— ТЕКСТ ДОКУМЕНТА —
За эти дни сообщение с городом было почти прервано, никто из нас не решался туда ехать. Провизию же доставлял молодой чех, служивший у Имшенецкого и охранявший его городской дом. Изредка приезжал его родственник Ковылин навещать своего сына-студента, жившего у нас.

Однажды в город поехал старший сын Имшенецкого, Володя, чтобы достать оружие... Мы ждали его возвращения с интересом и большим волнением.

Приехав на другой день, он сообщил нам потрясающую новость - Государь казнён. Об этом вчера под гром аплодисментов возвестил на митинге в театре Голощёкин.

Итак, Государь казнён без суда по воле Екатеринбургского совдепа. Даже казнить "бывшего тирана", как они называли его, и то не сумели! Не сумели придать его казни то торжественное значение, которым сопровождалась казнь французского Людовика и английской Елизаветы. Боже, как это ужасно, какая бесславная смерть! Но хорошо же офицерство нашей академии: не сумело похитить Императора! Ведь их около восьмисот человек. Допустили казнь почти накануне прихода чехов…

Володя, помимо этих потрясающих новостей, рассказал нам, что в городе паника, все бегут по железной дороге и по шоссе. По дороге в Маргаритино он встретил Юровского на автомобиле. Подтвердил и слухи о разбое каких-то трёх братьев с Верх-Исетского завода. На шоссе находили много убитых ими людей.

Слухи о приближении чехов подтверждались. Говорили, что дня через три они будут в Екатеринбурге.

***

В эти дни явилась к нам партия крестьян и подрядилась косить луга. Началась настоящая деревенская страда. Во мне, как и в Имшенецком, заговорило чувство хозяина, и настолько сильно, что как-то сами собою отменились дежурства на скале.

А грозная туча всё ближе надвигалась на наши головы. Десятого июля по старому стилю к нам прискакал наш приятель решётский комиссар и сообщил, что недалеко от Решёт прошла сотня казаков. Имшенецкий предложил ему остаться у нас и заключил с ним договор, по коему тот обязывался охранять нас от красных, а мы его от белых.

К вечеру в усадьбу явилась депутация от станционных служащих с просьбой приютить на эти дни своих баб и детей. Все они боялись, что последние поезда с красными войсками захватят баб с собой, как это делалось на последних станциях.

- А если наши семьи будут в безопасности, так мы и сами скроемся в лесах, а если и это не удастся, то соскочим с поезда на первой остановке и прибежим в Маргаритино.

- Смотрите, - говорил я, - охраняйте дорогу, ведущую в Маргаритино. Напугайте комиссаров большой засадой белых, а главное, дайте нам знать. Тогда мы вместе с вашими семьями углубимся в лес.

- Что же, уж так охранять будем, что лучше и не надо.

— ПРЕДОСТАВЛЕННЫЕ СВЕДЕНИЯ —
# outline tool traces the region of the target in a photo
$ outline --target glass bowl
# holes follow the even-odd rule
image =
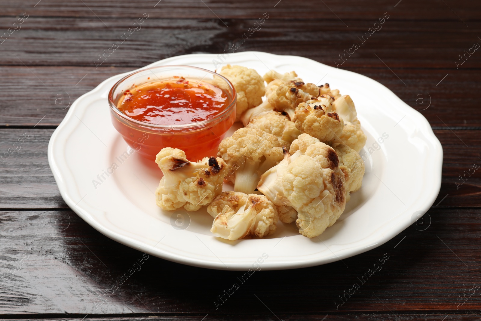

— ЦЕЛЬ —
Проверьте, соответствуют ли текст документа три утверждения ниже. На каждое ответьте «да» или «нет» и дословно приведите слова текста, которые это решают.
1. Володя поехал в город, чтобы достать оружие.
2. О казни Государя на митинге в театре объявил Юровский.
3. Решётский комиссар сообщил, что недалеко от Решёт прошла рота красноармейцев.

— ПОЛНЫЙ ОТВЕТ —
1. Да: «в город поехал старший сын Имшенецкого, Володя, чтобы достать оружие».
2. Нет: «Об этом вчера под гром аплодисментов возвестил на митинге в театре Голощёкин».
3. Нет: «недалеко от Решёт прошла сотня казаков».